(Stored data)
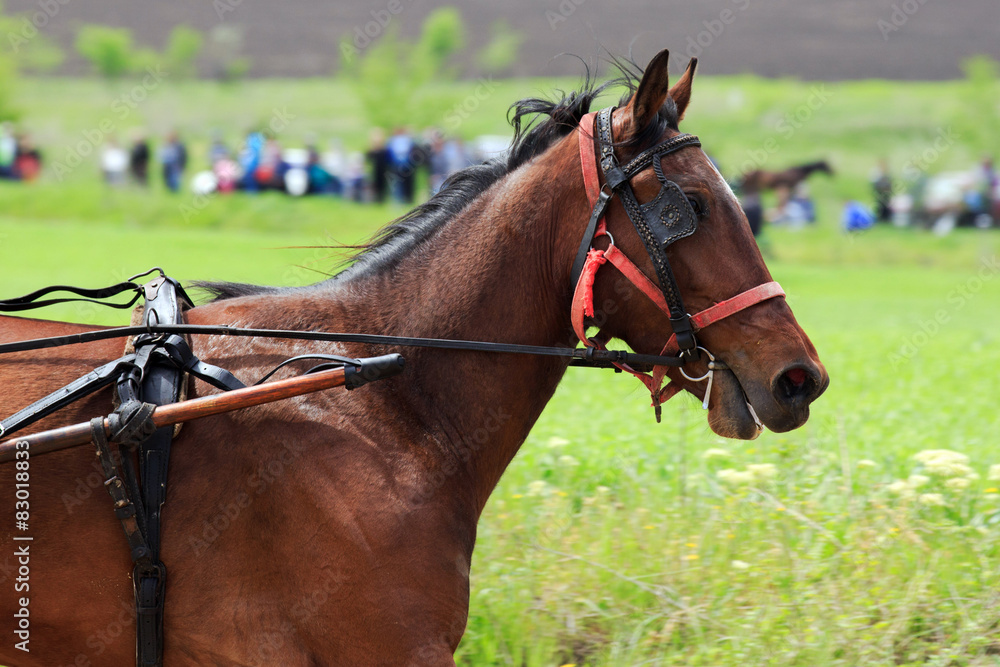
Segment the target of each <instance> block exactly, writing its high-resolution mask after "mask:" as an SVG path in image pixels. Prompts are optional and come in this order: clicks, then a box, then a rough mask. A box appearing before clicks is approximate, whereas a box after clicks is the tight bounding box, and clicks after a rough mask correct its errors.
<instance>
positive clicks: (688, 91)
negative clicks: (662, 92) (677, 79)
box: [670, 58, 698, 122]
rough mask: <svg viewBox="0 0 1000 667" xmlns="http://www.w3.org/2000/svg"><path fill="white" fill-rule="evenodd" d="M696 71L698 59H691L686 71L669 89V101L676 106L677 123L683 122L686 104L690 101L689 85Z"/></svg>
mask: <svg viewBox="0 0 1000 667" xmlns="http://www.w3.org/2000/svg"><path fill="white" fill-rule="evenodd" d="M696 69H698V59H697V58H692V59H691V60H689V61H688V66H687V69H686V70H684V74H682V75H681V78H680V79H678V80H677V83H675V84H674V85H673V87H672V88H671V89H670V99H672V100H673V101H674V104H675V105H677V121H678V122H680V121H682V120H684V112H685V111H686V110H687V105H688V102H690V101H691V84H692V83H693V82H694V72H695V70H696Z"/></svg>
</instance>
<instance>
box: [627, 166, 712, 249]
mask: <svg viewBox="0 0 1000 667" xmlns="http://www.w3.org/2000/svg"><path fill="white" fill-rule="evenodd" d="M640 210H641V211H642V215H643V217H644V218H645V219H646V223H647V224H648V225H649V229H650V231H652V232H653V236H654V237H655V238H656V241H657V243H658V244H659V245H660V247H661V248H666V247H667V246H668V245H670V244H671V243H673V242H674V241H677V240H678V239H682V238H684V237H686V236H691V235H692V234H694V232H695V230H696V229H697V228H698V217H697V216H696V215H695V212H694V210H693V209H692V208H691V204H690V203H689V202H688V200H687V196H686V195H685V194H684V191H683V190H681V188H680V186H678V185H677V184H676V183H674V182H673V181H665V182H662V183H661V187H660V192H659V193H658V194H657V195H656V198H655V199H653V200H652V201H650V202H648V203H646V204H642V205H641V206H640Z"/></svg>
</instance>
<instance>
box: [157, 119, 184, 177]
mask: <svg viewBox="0 0 1000 667" xmlns="http://www.w3.org/2000/svg"><path fill="white" fill-rule="evenodd" d="M160 164H161V165H163V182H164V184H165V185H166V186H167V189H168V190H170V191H171V192H178V191H179V190H180V188H181V179H182V178H183V176H184V169H185V168H186V167H187V148H186V147H185V146H184V142H182V141H181V138H180V135H179V134H178V133H177V132H176V131H172V132H171V133H170V134H169V135H167V143H166V144H164V146H163V148H162V149H161V150H160Z"/></svg>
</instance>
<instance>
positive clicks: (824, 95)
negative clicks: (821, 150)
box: [739, 83, 833, 174]
mask: <svg viewBox="0 0 1000 667" xmlns="http://www.w3.org/2000/svg"><path fill="white" fill-rule="evenodd" d="M831 97H833V91H831V90H828V89H827V87H826V84H825V83H820V84H816V85H813V86H811V87H810V88H809V96H808V97H807V98H806V101H805V102H803V103H802V104H800V105H798V106H797V107H795V108H794V109H792V110H791V111H789V112H787V113H785V114H784V116H782V117H781V120H779V121H778V122H777V123H776V124H775V126H774V131H775V133H776V134H777V136H770V137H768V138H767V139H765V140H764V143H762V144H761V146H760V148H754V149H749V150H747V160H745V161H744V162H743V164H741V165H740V170H739V171H740V173H741V174H748V173H750V172H751V171H754V170H756V169H760V168H761V167H763V166H764V165H765V164H767V162H768V160H770V159H771V157H772V156H773V155H775V154H777V153H778V152H779V151H780V150H781V146H782V142H781V141H779V138H780V140H783V141H788V140H789V139H791V138H792V137H793V136H795V133H796V132H798V131H799V130H801V129H802V128H803V127H805V126H806V125H807V124H808V123H809V121H811V120H812V119H813V117H814V116H815V115H816V113H817V112H818V111H819V110H820V109H822V108H823V107H824V106H825V105H826V103H827V102H828V101H829V100H830V98H831Z"/></svg>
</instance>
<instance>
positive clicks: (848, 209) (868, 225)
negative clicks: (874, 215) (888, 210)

- **What the task asks**
Every line above must appear in the answer unchanged, and no picture may appear in it.

- **Result for this exercise**
Segment the target of each <instance> block exactly, writing its high-resolution mask after "mask:" as an SVG path in image pixels. Prompts are optional and come in this order: clicks, then a box, then a rough mask. A box appearing before clicks is approximate, whereas a box after clicks is the tight bounding box, and clicks after a rough mask correct its errors.
<instance>
positive clicks: (688, 91)
negative clicks: (662, 92) (677, 79)
box: [670, 58, 698, 122]
rough mask: <svg viewBox="0 0 1000 667" xmlns="http://www.w3.org/2000/svg"><path fill="white" fill-rule="evenodd" d="M696 71L698 59H691L686 71L669 89V101L676 106L677 123L683 122L686 104L690 101L689 85Z"/></svg>
mask: <svg viewBox="0 0 1000 667" xmlns="http://www.w3.org/2000/svg"><path fill="white" fill-rule="evenodd" d="M696 69H698V59H697V58H692V59H691V60H689V61H688V66H687V69H686V70H684V74H682V75H681V78H680V79H678V80H677V83H675V84H674V85H673V87H672V88H671V89H670V99H672V100H673V101H674V104H675V105H677V121H678V122H680V121H682V120H684V112H685V111H686V110H687V105H688V102H690V101H691V84H692V83H693V82H694V72H695V70H696Z"/></svg>
</instance>
<instance>
box: [627, 166, 712, 249]
mask: <svg viewBox="0 0 1000 667" xmlns="http://www.w3.org/2000/svg"><path fill="white" fill-rule="evenodd" d="M640 210H641V211H642V215H643V217H644V218H645V219H646V223H647V224H648V225H649V229H650V231H652V232H653V236H654V237H655V238H656V241H657V243H658V244H659V245H660V247H661V248H666V247H667V246H668V245H670V244H671V243H673V242H674V241H677V240H678V239H682V238H684V237H686V236H691V235H692V234H694V232H695V230H696V229H697V228H698V217H697V216H696V215H695V212H694V210H693V209H692V208H691V204H690V203H689V202H688V200H687V196H686V195H685V194H684V191H683V190H681V188H680V186H678V185H677V184H676V183H674V182H673V181H665V182H662V183H661V187H660V192H659V193H658V194H657V195H656V198H655V199H653V200H652V201H650V202H648V203H646V204H642V205H641V206H640Z"/></svg>
</instance>
<instance>
box: [157, 119, 184, 177]
mask: <svg viewBox="0 0 1000 667" xmlns="http://www.w3.org/2000/svg"><path fill="white" fill-rule="evenodd" d="M160 164H161V165H163V182H164V184H165V185H166V186H167V189H168V190H170V191H171V192H178V191H179V190H180V188H181V179H182V178H183V176H184V169H185V168H186V167H187V148H186V147H185V146H184V142H182V141H181V138H180V135H179V134H178V133H177V132H176V131H172V132H171V133H170V134H169V135H167V143H166V144H164V146H163V148H162V149H161V150H160Z"/></svg>
</instance>
<instance>
positive clicks: (824, 95)
negative clicks: (821, 150)
box: [739, 83, 833, 174]
mask: <svg viewBox="0 0 1000 667" xmlns="http://www.w3.org/2000/svg"><path fill="white" fill-rule="evenodd" d="M831 97H833V91H831V90H828V89H827V87H826V84H825V83H820V84H816V85H813V86H811V87H810V88H809V96H808V97H807V98H806V101H805V102H803V103H802V104H800V105H798V106H797V107H795V108H794V109H792V110H791V111H789V112H787V113H785V114H784V116H782V117H781V120H779V121H778V122H777V123H776V124H775V126H774V131H775V133H776V134H777V136H770V137H768V138H767V139H765V140H764V143H762V144H761V146H760V148H754V149H749V150H747V160H745V161H744V162H743V164H741V165H740V170H739V171H740V173H741V174H748V173H750V172H751V171H754V170H756V169H760V168H761V167H763V166H764V165H765V164H767V162H768V160H770V159H771V157H772V156H773V155H775V154H777V153H778V152H779V151H780V150H781V146H782V142H781V141H779V138H780V140H783V141H788V140H789V139H791V138H792V137H793V136H795V133H796V132H798V131H799V130H801V129H802V128H803V127H805V126H806V125H807V124H808V123H809V121H811V120H812V119H813V117H814V116H815V115H816V113H817V112H818V111H819V110H820V109H822V108H823V107H824V106H825V105H826V103H827V102H828V101H829V100H830V98H831Z"/></svg>
</instance>
<instance>
positive clicks: (848, 209) (868, 225)
negative clicks: (874, 215) (888, 210)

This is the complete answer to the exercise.